Brano da esaminare:

Un decennio di crescita persa

Come si può apprezzare dal grafico, nel mondo post-2008 i principali driver del prezzo dell’azionario emergente (crescita del Pil ed esportazioni) hanno smesso di crescere e ciò ha influito negativamente sul valore dell’equity. Anche la performance delle materie prime, una delle principali fonti di sostentamento economico per molti Paesi inclusi nel listino, è stata negativa. La linea blu rappresenta l’evoluzione del Pil del paniere esclusa la Cina, la linea nera il volume delle esportazioni verso l’estero, mentre la linea arancione rappresenta il valore dell’indice S&P GSCI sulle materie prime. A questa performance deludente si deve aggiungere lo strutturale rallentamento del tasso di crescita dell’economia cinese, un mercato che – bisogna ricordare – resta ancora relativamente poco trasparente e sicuro per gli investitori considerata la rilevanza che la Cina ha assunto nell’economia globale. Questo fattore continua a penalizzare l’azionario del gigante asiatico. Anche il commercio tra Paesi Emergenti non ha di certo aiutato, visto che l’unica crescita vista in tal senso è legata sostanzialmente allo sviluppo cinese.

Dati seguenti:
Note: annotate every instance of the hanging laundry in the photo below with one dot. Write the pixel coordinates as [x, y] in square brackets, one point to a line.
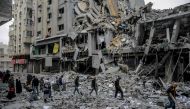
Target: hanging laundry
[56, 48]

Compito: Nel brano sull'azionario emergente, che cosa rappresenta la linea arancione del grafico?

Risposta scritta: Il valore dell'indice S&P GSCI sulle materie prime.